■ **RECORDS SUPPLIED**:

+--

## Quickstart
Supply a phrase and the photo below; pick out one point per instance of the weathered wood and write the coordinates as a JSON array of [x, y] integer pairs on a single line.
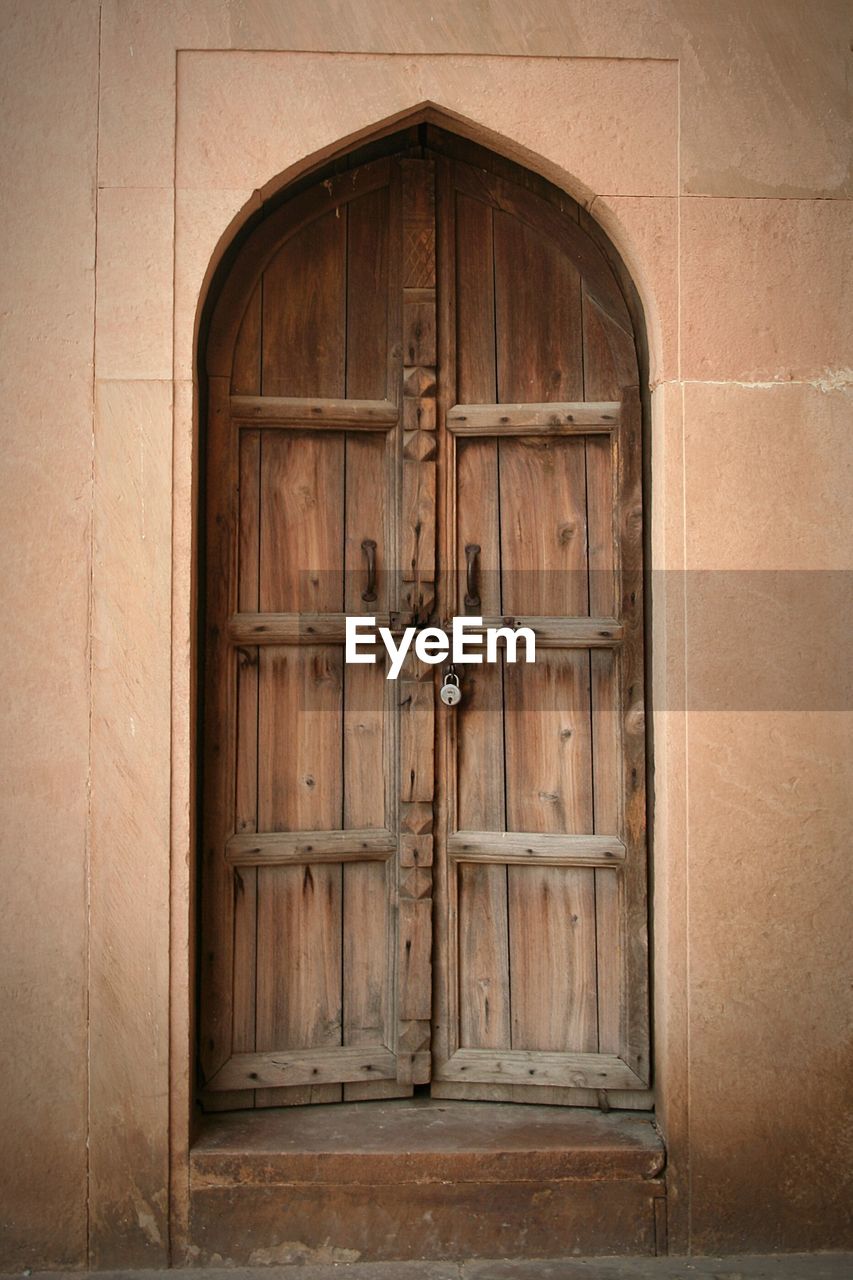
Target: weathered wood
[[288, 629], [246, 762], [302, 1068], [555, 632], [279, 227], [286, 848], [363, 420], [533, 848], [219, 743], [418, 567], [547, 419], [521, 1066], [328, 414], [543, 528]]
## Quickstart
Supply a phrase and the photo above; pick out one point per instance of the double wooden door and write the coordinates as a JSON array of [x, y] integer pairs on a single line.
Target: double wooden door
[[422, 402]]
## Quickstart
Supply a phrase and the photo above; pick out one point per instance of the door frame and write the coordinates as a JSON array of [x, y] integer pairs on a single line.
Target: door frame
[[187, 672]]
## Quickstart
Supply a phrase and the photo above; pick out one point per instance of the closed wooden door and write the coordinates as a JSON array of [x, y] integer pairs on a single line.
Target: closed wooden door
[[422, 402]]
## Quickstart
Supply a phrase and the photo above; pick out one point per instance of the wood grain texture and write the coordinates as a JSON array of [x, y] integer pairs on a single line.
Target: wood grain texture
[[327, 414], [555, 419], [349, 412]]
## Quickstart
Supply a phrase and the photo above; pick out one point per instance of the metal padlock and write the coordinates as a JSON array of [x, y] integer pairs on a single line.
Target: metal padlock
[[451, 694]]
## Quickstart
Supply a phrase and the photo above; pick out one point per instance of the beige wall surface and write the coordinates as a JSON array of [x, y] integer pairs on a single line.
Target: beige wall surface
[[712, 144]]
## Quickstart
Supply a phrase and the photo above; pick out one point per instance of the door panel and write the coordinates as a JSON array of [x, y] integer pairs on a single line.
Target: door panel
[[541, 978], [422, 403]]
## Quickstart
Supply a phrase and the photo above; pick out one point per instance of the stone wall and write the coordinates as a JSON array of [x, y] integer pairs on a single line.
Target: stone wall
[[712, 142]]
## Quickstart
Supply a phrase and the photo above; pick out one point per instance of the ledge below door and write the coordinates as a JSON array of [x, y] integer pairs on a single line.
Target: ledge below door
[[424, 1179]]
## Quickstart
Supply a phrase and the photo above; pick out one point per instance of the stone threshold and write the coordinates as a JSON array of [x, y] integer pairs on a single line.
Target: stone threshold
[[424, 1179]]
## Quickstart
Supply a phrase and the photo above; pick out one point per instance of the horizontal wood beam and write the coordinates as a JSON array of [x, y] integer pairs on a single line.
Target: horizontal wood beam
[[297, 848], [333, 415], [560, 632], [251, 629], [523, 846], [521, 1066], [255, 629], [305, 1066], [550, 419]]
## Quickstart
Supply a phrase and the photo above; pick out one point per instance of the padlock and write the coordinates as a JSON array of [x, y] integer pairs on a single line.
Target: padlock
[[451, 694]]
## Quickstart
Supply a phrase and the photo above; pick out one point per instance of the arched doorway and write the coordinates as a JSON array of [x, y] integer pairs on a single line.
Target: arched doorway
[[423, 403]]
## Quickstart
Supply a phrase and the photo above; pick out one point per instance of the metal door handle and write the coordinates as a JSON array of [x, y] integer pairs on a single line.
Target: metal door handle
[[369, 548], [471, 598]]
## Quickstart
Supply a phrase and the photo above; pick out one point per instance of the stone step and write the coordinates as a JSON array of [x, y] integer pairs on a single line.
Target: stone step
[[424, 1179]]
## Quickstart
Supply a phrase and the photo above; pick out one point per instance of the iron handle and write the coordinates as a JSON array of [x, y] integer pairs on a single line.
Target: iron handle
[[369, 548], [471, 598]]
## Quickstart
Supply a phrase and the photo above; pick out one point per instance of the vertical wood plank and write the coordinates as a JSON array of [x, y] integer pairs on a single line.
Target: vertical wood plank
[[301, 522], [548, 757], [366, 296], [304, 319], [299, 908], [418, 567], [552, 959], [543, 528], [246, 782], [219, 739], [537, 295]]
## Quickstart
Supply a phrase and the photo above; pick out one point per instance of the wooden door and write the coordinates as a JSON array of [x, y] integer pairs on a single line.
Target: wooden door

+--

■ **TASK DESCRIPTION**: In the material above, repeat each entry exactly and omit every picture.

■ **REPLY TO THE EXERCISE**:
## Quickstart
Supply a phrase and the photo below; pick out one point per instance of the weathered wood and write the coordinates as a JSON array of [x, y] integer pairs on a single line.
Target: weathered wood
[[288, 629], [246, 762], [302, 1068], [555, 632], [279, 227], [286, 848], [363, 420], [533, 848], [219, 743], [418, 567], [547, 419], [521, 1066], [328, 414], [543, 528]]
## Quickstart
Supply a phrase and the photo above; pick out one point per instance of the double wooden door and write the coordinates as a JSON array of [x, y] integer pairs on a single line.
Target: double wooden door
[[422, 402]]
## Quickstart
Supply a phrase and the photo above; pick out one point per instance of the door frame and write the coordinates as a JSON array of [x, y] integer pairs on a single line.
Target: door frame
[[187, 672]]
## Quickstart
Supply a phrase and the photo above; pick out one point per instance of the closed wooden door and write the coordinates as a JSON array of [x, y] integer pairs on a single line.
Target: closed wooden door
[[422, 402]]
## Quickstart
Supply a phrase and the photo above; pick out one point per instance of the wood grain texture and write the coordinates as a JSON array of [x, y] integer pairs on a single line.
Target: wood grain texture
[[327, 414], [555, 419], [349, 412]]
## Quickstart
Supply a phrase and the photo above; pick out one point per instance of the metal padlock and write the coordinates as a JSON array of [x, y] integer pairs on a single line.
Target: metal padlock
[[451, 694]]
## Quickstart
Supply a phrase and the photo above; pick out one point per instance of the beige wall surface and write the coordinates as a JSON array of [x, y] integer pairs on a single line.
Target: beige wall surface
[[712, 144]]
## Quickstart
Supply a phrase and the photo above; pick out one point per instance of the door panel and write the coordinates as a JSON array of [x, y] integer pairs on a single line.
Target: door panel
[[541, 978], [422, 403]]
## Quickstart
Supply a phrase and the photo above; pick out one point per instance of the stone wall and write the coordinates as a JSON array of [x, y] integer pairs on a single line.
Target: stone wall
[[712, 142]]
## Quickstart
Supply a phrase and the photo above; pick out one point per instance of the ledge below door and write the coordinates as a JSON array of [x, y] integer pairs on a single line.
Target: ledge below door
[[424, 1179]]
## Quickstart
Supply a phrase and the photo above; pick out one point per instance of the stone threshold and write the coordinates as a JSON array of [x, y] integer pairs on a single line.
Target: stone threshold
[[424, 1179]]
## Quickstart
Supply a phrase and the photo above; pick out one point per instance of the horizontal wood beam and write the coordinates as a JSON array of [x, y] integer pairs on a single line.
Target: horizontal wood beam
[[297, 848], [333, 415], [560, 632], [251, 629], [523, 846], [521, 1066], [255, 629], [305, 1066], [550, 419]]
## Quickstart
Supply a phrase and the photo above; pick out one point per instance of the padlock and write the coordinates as a JSON array of [x, y] integer pairs on a single line.
Target: padlock
[[451, 694]]
## Quickstart
Supply a phrase and the photo above; pick out one point per instance of the arched doorway and write the coordinates as a JSON array of [x, y] integer pairs on a single line.
Target: arched doorway
[[423, 403]]
## Quickstart
Supply a phrase and the photo above; pick out one point per instance of the metal door handle and write the coordinates as a JSON array of [x, y] integer pairs on a single line.
Target: metal door handle
[[369, 548], [471, 598]]
## Quickstart
Supply a phrase and the photo above; pick out one point per instance of the stone step and write the coordinates as a JSON array of [x, y] integer pairs on a single line.
Target: stone step
[[424, 1179]]
## Quickstart
Supply a phrase and the photo above; pick out one point per instance of the iron handle and write the coordinates as a JSON array of [x, y] integer pairs on a single line.
Target: iron handle
[[369, 548], [471, 598]]
## Quickstart
Supply a phrase and the photo above; pick out one point per instance of the vertical wood plank and write the coordinates as a JSON array of [x, y] integer pairs on a single line.
Target: vertical wood plank
[[301, 522], [548, 757], [366, 296], [304, 319], [299, 908], [418, 567], [552, 959], [543, 528], [246, 782], [219, 739], [537, 295]]
## Quickstart
Supply a phrase and the photo above; pick out one point per instance of the wooden door and write the coordinates as a JSON array of [x, y] integer pairs on a single line.
Target: wooden door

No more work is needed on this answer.